Tasks:
- a) According to the excerpt on California oil wastewater, how many wells has DOGGR shut so far?
- b) Please translate this sentence from the excerpt on California oil wastewater into Spanish: "Oil drilling in California produces far more water than oil, most of which is not suitable for drinking."

Selected excerpt:
+++
DOGGR rolled out emergency regulations last month after it became clear that companies were pumping so-called "produced" water into aquifers protected by federal law.
Oil drilling in California produces far more water than oil, most of which is not suitable for drinking. The wastewater is typically injected back underground.
The regulations spelled out a timeline for companies to stop injecting into certain wells, but allows some companies until 2017 to obtain an exemptions from the Safe Drinking Water Act.
"We're facing a clean water emergency in California and, despite a water-scarcity crisis caused by the worst drought on record, DOGGR is turning its back on its contamination problem until 2017," said Will Rostov, an attorney with Earthjustice.
"The agency is not enforcing the Safe Drinking Water Act and it is endangering precious sources of drinking water. This needs to stop now," he said.
The preliminary injunction comes after the same groups filed a lawsuit last week against DOGGR over the regulations. Rostov said the preliminary injunction accelerates the timeline for the court to respond. A court hearing is set for June 11 in Alameda County.
DOGGR has so far shut 23 wells and is currently reviewing all 50,000 injection wells in the state. It says that so far it has found no evidence of drinking water supplies being contaminated by oil industry water.
An agency spokesperson said it does not comment on pending legal matters.
Industry experts on Thursday said halting water injections by oil companies would significantly curtail oil production in the state.
+++
Dataset entries:

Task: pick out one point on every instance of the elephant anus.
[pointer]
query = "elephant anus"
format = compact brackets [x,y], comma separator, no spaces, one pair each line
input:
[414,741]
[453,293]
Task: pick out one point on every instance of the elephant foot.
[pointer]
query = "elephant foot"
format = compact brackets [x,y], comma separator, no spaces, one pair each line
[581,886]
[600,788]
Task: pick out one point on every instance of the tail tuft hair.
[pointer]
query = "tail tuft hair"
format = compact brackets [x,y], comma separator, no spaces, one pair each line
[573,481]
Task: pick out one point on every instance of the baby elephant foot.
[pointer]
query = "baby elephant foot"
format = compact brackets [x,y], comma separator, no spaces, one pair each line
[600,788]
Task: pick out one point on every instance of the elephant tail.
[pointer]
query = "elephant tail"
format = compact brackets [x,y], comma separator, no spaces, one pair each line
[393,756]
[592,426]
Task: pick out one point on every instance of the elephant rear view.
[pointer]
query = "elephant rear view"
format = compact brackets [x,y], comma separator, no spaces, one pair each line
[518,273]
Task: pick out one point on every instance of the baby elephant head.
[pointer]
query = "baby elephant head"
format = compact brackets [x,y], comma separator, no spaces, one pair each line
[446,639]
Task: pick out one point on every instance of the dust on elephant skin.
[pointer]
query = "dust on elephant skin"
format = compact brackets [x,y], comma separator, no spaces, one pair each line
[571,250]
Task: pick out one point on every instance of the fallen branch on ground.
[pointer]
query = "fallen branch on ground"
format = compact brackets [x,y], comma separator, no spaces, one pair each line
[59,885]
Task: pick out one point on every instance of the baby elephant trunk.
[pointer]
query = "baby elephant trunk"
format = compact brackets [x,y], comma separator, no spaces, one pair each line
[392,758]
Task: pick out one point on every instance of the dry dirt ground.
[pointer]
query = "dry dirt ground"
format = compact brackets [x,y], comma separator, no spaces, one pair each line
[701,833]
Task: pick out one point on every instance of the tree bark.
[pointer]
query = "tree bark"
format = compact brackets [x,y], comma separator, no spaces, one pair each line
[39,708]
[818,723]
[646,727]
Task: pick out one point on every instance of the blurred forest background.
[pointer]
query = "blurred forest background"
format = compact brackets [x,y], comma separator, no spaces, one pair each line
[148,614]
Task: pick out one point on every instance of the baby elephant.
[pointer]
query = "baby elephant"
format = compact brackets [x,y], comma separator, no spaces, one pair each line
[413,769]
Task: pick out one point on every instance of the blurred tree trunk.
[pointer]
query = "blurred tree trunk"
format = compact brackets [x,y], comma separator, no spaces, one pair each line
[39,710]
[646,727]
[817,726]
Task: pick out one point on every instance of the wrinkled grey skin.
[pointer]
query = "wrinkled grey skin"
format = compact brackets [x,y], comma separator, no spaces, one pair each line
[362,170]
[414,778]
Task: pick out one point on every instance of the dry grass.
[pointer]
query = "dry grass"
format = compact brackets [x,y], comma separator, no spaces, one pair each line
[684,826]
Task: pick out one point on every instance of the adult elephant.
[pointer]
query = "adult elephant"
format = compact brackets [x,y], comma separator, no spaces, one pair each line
+++
Complete answers:
- a) 23 wells.

- b) La perforación petrolera en California produce mucha más agua que petróleo, y la mayor parte de esa agua no es apta para beber.